### What to work on
1) Please answer these questions from the post on children's theater.
(a) Who wrote the essay "The Gaming Challenge to Theater for Young Audiences"?
(b) Which website does the quoted passage recommend for neurological evidence about gaming?
(c) How much does Olive note parents would be expected to pay for four tickets to a professional show?
2) Reproduce word for word the part of the post on children's theater from "Deceptive because even" to "it’s addictive, literally.".

What’s Good for the Kids Is Good for the Grown-Ups

Finally, after what seems like an eternity, there’s an interesting essay over at Howlround, by John Olive, deceptively titled “The Gaming Challenge to Theater for Young Audiences.

Deceptive because even though it’s couched as a story about video games and theater, rather surprisingly, Olive comes to some different conclusions than what you might expect. Instead of going for what I assumed would be the standard “Let’s make theater more interactive!” approach, Olive does at least a little homework and comes up with a different interpretation.

To outside observers, players seem like brain-dead automatons, pausing to take occasional bites of cold pizza as their fingers blur over their controllers. But in their heads, something marvelous is happening. Their brains respond to the probing, the making of hypotheses, the reprobing, the exploring with a solid shot of dopamine (there is plenty of neurological evidence to back this up; check out psychologyofgames.com and follow the many links). This is what allows players to game for hours: it’s addictive, literally.

Applying these concepts to the theater, he asks, “Can plays match the be-dopamined probe/hypothesis/reprobe/rethink appeal of video games?” before admitting, “Probably not. Plays are communal. Group-experiences. Linear. Story-centric. Games are non-linear, violent, with silly story lines.”

What he suggests instead, for children’s theater, is a much more practical set of ideas that, frankly, don’t even require the videogame analysis to reach. Make the plays darker, and stop condescending to children who adults tend to idealize as precious innocents. Make stories about things that children and young audiences would care about, rather than what parents think they–or want them to–care about. Make theater that’s more engaging, surprising, non-traditional. And make new work, don’t rely on classics for name recognition alone.

Now, the practical limitation in terms of children’s theater is, of course, that children don’t get to buy the tickets themselves, nor (usually) go to the theater alone. The parents are making the decisions, which is why, in practice, this would be hard to pull off. Children can always be exposed to books or music or videogames by visiting friends’ houses, which is one of the ways they bring those wants back to their parents who ultimately pay the tab. Theater, given the cost, I suspect will have a much harder time becoming a must-have sort of thing among kids. That of course is why so many children’s theaters make the sort of work Olive correctly sees as condescending to children, the moralistic, unsophisticated, rosy-eyed parables and fables based often on the classics: because these shows aren’t being marketed to the children they’re putatively being made for, but rather the parents who, as Olive himself notes, would be the ones expected to shell out $200 for four tickets to a professional show. And on top of that, let’s not forget that most children’s theater is produced by local non-profits. Imagine trying Olive’s suggestion that theater-makers tap in to the fact that “children have dark, frightening and often violent imaginations. Their inner worlds are not cute and simplistic.” You’d have every mollycoddling, gray-haired busybody in town who volunteers for the company screaming bloody murder about the theater no longer being a safe space for kids.

### Data entries
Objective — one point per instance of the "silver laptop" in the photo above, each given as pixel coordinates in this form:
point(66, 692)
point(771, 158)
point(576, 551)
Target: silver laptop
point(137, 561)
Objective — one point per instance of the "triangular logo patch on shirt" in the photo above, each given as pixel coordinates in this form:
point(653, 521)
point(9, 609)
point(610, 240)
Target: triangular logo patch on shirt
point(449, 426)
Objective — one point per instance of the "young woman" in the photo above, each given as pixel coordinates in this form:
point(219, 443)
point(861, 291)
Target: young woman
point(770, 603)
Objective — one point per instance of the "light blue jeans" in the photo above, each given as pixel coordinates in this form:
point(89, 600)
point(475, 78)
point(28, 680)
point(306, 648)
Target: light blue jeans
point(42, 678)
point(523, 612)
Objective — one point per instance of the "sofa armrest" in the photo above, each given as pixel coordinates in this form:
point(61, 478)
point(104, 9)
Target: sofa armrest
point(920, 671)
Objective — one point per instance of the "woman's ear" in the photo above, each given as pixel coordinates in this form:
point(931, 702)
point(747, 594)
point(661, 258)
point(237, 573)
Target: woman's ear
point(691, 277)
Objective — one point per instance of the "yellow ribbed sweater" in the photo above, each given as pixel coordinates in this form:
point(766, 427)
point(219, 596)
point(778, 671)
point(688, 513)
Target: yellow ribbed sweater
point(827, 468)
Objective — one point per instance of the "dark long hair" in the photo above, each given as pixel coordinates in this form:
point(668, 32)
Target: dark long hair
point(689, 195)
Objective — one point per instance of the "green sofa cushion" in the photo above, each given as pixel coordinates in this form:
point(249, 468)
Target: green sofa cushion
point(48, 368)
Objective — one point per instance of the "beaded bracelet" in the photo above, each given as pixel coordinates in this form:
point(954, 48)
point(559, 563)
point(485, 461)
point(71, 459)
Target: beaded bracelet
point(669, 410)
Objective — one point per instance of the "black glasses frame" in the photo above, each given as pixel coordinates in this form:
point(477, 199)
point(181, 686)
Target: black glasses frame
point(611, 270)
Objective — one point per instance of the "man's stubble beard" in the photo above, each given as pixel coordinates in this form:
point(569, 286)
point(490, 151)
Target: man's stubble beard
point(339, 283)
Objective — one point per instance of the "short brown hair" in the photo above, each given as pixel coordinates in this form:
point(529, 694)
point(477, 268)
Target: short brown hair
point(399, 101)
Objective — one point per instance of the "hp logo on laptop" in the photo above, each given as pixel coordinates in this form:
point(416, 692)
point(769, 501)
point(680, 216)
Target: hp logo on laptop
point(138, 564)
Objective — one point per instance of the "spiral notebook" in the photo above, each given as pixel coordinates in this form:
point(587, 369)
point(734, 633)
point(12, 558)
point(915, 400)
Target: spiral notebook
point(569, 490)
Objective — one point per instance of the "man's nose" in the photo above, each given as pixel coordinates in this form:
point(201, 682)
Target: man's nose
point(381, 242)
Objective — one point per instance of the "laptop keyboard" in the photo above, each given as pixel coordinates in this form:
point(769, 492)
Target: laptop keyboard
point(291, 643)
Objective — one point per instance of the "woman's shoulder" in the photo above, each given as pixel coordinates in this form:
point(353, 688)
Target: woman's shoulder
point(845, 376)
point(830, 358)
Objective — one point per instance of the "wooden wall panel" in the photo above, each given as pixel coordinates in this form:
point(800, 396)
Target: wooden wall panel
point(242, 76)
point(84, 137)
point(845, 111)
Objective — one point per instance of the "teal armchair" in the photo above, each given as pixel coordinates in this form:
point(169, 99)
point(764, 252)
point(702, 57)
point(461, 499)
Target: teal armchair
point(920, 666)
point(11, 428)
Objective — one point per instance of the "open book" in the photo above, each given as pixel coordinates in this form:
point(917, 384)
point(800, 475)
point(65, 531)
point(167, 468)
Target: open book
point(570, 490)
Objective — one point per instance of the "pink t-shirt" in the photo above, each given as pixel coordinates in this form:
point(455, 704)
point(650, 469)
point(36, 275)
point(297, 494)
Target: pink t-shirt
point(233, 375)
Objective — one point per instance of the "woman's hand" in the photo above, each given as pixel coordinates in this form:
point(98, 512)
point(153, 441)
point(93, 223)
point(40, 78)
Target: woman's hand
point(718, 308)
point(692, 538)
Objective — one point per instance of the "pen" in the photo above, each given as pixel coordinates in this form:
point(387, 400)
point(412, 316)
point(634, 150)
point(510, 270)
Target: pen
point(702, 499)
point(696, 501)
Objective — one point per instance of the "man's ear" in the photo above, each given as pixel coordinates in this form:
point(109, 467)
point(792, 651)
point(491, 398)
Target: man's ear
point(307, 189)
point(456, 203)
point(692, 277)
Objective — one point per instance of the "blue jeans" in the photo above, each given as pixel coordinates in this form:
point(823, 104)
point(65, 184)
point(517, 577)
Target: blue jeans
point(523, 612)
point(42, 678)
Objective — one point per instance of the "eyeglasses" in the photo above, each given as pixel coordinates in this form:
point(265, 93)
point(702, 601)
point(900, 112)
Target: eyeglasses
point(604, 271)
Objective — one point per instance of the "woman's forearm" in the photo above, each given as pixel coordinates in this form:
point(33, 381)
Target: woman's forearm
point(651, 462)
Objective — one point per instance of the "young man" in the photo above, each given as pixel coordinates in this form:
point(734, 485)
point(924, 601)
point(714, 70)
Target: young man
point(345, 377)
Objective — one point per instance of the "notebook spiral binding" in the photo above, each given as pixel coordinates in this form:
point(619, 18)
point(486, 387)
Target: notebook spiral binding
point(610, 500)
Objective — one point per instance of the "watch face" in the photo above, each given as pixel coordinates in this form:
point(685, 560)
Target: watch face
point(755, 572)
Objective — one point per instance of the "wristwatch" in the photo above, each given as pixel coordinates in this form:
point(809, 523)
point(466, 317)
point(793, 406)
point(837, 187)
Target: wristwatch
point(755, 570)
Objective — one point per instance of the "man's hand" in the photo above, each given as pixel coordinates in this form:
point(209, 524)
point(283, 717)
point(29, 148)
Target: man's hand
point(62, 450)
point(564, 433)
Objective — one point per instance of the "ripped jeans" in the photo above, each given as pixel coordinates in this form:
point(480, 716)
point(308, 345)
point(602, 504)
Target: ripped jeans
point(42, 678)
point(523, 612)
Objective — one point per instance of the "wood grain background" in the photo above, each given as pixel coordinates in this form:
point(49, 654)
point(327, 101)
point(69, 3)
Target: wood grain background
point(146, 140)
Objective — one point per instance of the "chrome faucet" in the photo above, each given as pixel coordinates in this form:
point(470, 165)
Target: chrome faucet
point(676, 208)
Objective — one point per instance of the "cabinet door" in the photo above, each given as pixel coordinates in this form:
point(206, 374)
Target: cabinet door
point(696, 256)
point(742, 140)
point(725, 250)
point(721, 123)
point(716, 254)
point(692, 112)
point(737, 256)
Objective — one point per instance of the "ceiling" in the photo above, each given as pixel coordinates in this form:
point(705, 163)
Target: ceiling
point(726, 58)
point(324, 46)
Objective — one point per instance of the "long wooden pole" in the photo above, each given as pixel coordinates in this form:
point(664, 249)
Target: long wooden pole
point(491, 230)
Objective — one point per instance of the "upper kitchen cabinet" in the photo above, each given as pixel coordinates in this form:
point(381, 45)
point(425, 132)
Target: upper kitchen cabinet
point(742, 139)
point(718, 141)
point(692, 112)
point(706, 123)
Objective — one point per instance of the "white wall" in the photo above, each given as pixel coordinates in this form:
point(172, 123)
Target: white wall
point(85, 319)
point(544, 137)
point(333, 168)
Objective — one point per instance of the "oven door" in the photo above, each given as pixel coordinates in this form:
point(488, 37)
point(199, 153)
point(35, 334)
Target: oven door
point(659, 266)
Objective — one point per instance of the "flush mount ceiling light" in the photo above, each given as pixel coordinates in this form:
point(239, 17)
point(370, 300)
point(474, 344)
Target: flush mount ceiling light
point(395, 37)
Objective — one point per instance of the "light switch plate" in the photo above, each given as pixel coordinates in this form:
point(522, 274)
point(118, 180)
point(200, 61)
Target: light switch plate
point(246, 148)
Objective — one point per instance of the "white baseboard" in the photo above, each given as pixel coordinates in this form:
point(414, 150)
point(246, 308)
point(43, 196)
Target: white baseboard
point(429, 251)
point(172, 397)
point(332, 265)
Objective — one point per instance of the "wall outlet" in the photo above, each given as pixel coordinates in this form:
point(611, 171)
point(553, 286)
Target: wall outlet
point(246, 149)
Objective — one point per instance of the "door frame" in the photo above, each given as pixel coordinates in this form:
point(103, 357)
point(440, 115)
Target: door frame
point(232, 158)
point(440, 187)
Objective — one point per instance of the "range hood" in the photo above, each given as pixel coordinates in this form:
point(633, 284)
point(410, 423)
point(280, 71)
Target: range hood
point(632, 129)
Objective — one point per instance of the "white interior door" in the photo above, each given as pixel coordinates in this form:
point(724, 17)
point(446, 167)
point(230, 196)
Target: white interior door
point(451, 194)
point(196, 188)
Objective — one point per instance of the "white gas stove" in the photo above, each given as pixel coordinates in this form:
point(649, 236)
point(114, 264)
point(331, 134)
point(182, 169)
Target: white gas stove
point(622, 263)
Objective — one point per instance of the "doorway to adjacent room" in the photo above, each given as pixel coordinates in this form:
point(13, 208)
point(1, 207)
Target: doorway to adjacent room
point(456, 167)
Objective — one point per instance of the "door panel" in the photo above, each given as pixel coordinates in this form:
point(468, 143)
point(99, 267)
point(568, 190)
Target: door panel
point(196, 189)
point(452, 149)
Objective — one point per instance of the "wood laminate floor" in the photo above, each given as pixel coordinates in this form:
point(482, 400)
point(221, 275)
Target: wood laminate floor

### The solutions
1)
(a) John Olive
(b) psychologyofgames.com
(c) $200

2)
Deceptive because even though it’s couched as a story about video games and theater, rather surprisingly, Olive comes to some different conclusions than what you might expect. Instead of going for what I assumed would be the standard “Let’s make theater more interactive!” approach, Olive does at least a little homework and comes up with a different interpretation.

To outside observers, players seem like brain-dead automatons, pausing to take occasional bites of cold pizza as their fingers blur over their controllers. But in their heads, something marvelous is happening. Their brains respond to the probing, the making of hypotheses, the reprobing, the exploring with a solid shot of dopamine (there is plenty of neurological evidence to back this up; check out psychologyofgames.com and follow the many links). This is what allows players to game for hours: it’s addictive, literally.